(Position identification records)
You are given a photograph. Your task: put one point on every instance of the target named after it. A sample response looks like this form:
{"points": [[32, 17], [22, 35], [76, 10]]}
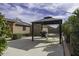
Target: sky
{"points": [[29, 12]]}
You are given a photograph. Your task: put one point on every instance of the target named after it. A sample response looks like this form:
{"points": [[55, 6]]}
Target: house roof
{"points": [[48, 20], [18, 22]]}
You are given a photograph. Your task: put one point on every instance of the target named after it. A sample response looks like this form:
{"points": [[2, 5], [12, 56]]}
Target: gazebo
{"points": [[48, 20]]}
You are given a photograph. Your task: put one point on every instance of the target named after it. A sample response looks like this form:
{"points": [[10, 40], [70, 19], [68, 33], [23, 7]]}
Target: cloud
{"points": [[29, 12]]}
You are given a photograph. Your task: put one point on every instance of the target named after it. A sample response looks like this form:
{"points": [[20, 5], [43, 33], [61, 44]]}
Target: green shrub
{"points": [[16, 36], [3, 45]]}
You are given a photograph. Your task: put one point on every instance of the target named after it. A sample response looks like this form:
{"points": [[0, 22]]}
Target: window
{"points": [[24, 28]]}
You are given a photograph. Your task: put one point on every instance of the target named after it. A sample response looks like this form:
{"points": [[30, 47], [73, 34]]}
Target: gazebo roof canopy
{"points": [[48, 20]]}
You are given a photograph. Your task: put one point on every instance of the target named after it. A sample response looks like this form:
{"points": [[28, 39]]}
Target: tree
{"points": [[4, 32]]}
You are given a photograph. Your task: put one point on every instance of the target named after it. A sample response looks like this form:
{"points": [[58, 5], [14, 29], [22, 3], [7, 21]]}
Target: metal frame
{"points": [[48, 22]]}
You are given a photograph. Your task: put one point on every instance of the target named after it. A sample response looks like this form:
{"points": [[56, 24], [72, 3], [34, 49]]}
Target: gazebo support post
{"points": [[60, 33], [32, 32]]}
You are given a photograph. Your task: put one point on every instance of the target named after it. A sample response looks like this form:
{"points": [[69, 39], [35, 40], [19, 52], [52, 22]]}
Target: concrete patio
{"points": [[39, 47]]}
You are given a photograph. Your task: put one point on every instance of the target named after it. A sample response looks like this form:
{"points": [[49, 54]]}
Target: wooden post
{"points": [[32, 32]]}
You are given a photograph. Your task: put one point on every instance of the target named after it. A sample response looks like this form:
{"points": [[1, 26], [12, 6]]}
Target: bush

* [What to do] The entries above are to be returned exactly, without their pictures.

* [Full solution]
You are given a photograph. Your task: put one point on every instance of the target named after it. A sample response looks like this form:
{"points": [[32, 17], [22, 35], [76, 10]]}
Target: sky
{"points": [[29, 12]]}
You are given a photograph. Your task: put one point on every instance of the target named after it. A sample response looks like this form:
{"points": [[55, 6]]}
Target: house roof
{"points": [[48, 20], [18, 22]]}
You are given a photograph. Your task: put one point on every instance of the target named after it. A sample response looks like this form:
{"points": [[2, 5], [12, 56]]}
Target: gazebo
{"points": [[48, 20]]}
You are given a photograph. Your task: put one point on every instance of the target named after it. A sample response looks like this form:
{"points": [[10, 40], [70, 19], [68, 33], [23, 7]]}
Target: cloud
{"points": [[29, 12]]}
You are given a photograph. Your task: put one point on every instance of the target named after it. A sample response looks like this form:
{"points": [[20, 5], [43, 33], [61, 44]]}
Target: green shrub
{"points": [[16, 36], [3, 45]]}
You are given a photograph. Your task: put one point on every instance of the target named after it. A sample response looks like this form:
{"points": [[0, 22]]}
Target: window
{"points": [[24, 28]]}
You are given a photograph. Your task: put one point on every instance of the target named after it. A sample response looks like this form:
{"points": [[30, 47], [73, 34]]}
Target: gazebo roof canopy
{"points": [[48, 20]]}
You are given a photograph. Your task: put one point on every instance of the target named after it. A sample response looks like this form:
{"points": [[28, 39]]}
Target: tree
{"points": [[4, 32]]}
You are given a photograph. Your task: put one point on every instance of the target named after it. A sample response looks like this form:
{"points": [[58, 5], [14, 29], [22, 3], [7, 21]]}
Target: metal frame
{"points": [[48, 22]]}
You are given a photograph. Your task: put one point on every instance of the target named after it. A sample response looks like this form:
{"points": [[56, 24], [72, 3], [34, 49]]}
Target: gazebo support post
{"points": [[60, 33], [32, 32]]}
You are given a photograph. Your task: put one point on every instance of the target named after it. A sample response looks like this form:
{"points": [[69, 39], [35, 40], [19, 52], [52, 22]]}
Target: concrete patio
{"points": [[39, 47]]}
You are given a photograph. Your task: put one point on every instance of the target named after it. A sample response looks like this form:
{"points": [[49, 54]]}
Target: wooden post
{"points": [[32, 32]]}
You are given a photograph. Your task: put one point on every instance of the target named after it. A sample response looks like this form:
{"points": [[1, 26], [12, 6]]}
Target: bush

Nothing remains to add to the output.